Text under study
★ ★ ★ ★ ★ ★ ★
Pay close attention to the date on your seed packet, and to the germination rate (which will be a % out of 100). You want to plant seeds that are no older than two years old, and with a germination rate between 75% and 100%. Another thing to consider is buying organic seeds. Organic seeds are going to respond better to natural fertilizers such as composts, and will tend to grow longer roots because they have to dig deeper to find nutrients in the soil.
Below is a list of seed companies I recommend because of their wide selection of organic seeds, high quality seeds, and nifty varieties:
- Southern Exposure (Fairly local seed company with seeds specifically adapted to this region)
- Turtle Tree Seeds (Biodynamic seeds)
- Seeds of Change (All Organic Seeds)
- Native Seed Search
- Baker Creek (Neat Varieties)
★ ★ ★ ★ ★ ★ ★
Exercises to complete
1) Rewrite the stretch of the seed-buying advice from "Below is a list" through "(All Organic Seeds)", putting "Heirloom" in place of "Biodynamic".
2) List every seed company named in the seed-buying advice.
3) Condense the paragraph of the seed-buying advice that begins "Pay close attention to the date" while keeping its main facts.

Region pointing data
★ ★ ★ ★ ★ ★ ★
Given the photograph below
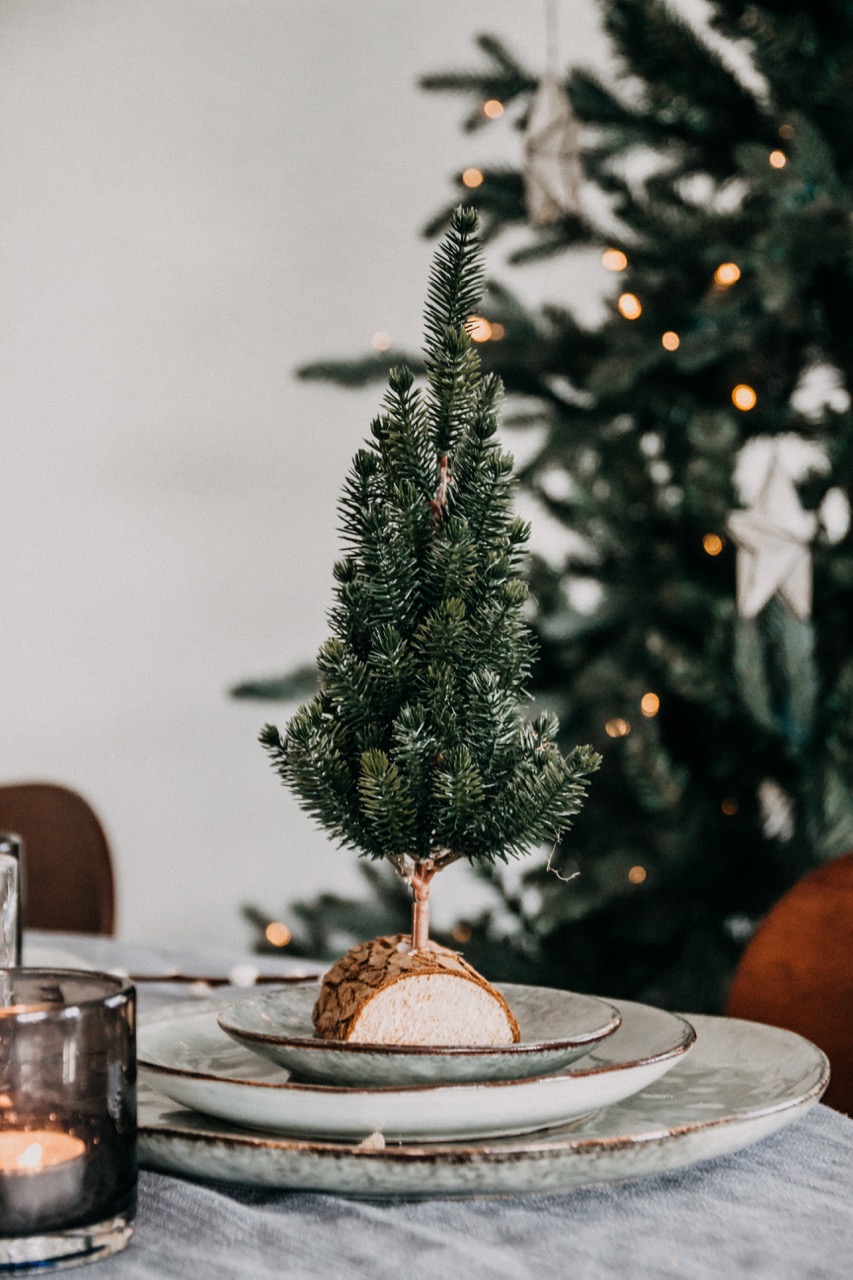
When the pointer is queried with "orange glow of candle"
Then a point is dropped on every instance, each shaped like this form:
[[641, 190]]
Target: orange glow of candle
★ ★ ★ ★ ★ ★ ★
Solutions by task
1)
Below is a list of seed companies I recommend because of their wide selection of organic seeds, high quality seeds, and nifty varieties:
- Southern Exposure (Fairly local seed company with seeds specifically adapted to this region)
- Turtle Tree Seeds (Heirloom seeds)
- Seeds of Change (All Organic Seeds)

2) Southern Exposure, Turtle Tree Seeds, Seeds of Change, Native Seed Search, Baker Creek

3) Check the date and germination rate on the seed packet. Plant seeds no more than two years old with a germination rate of 75% to 100%. Consider organic seeds. They respond better to natural fertilizers such as composts and tend to grow longer roots because they must dig deeper for nutrients in the soil.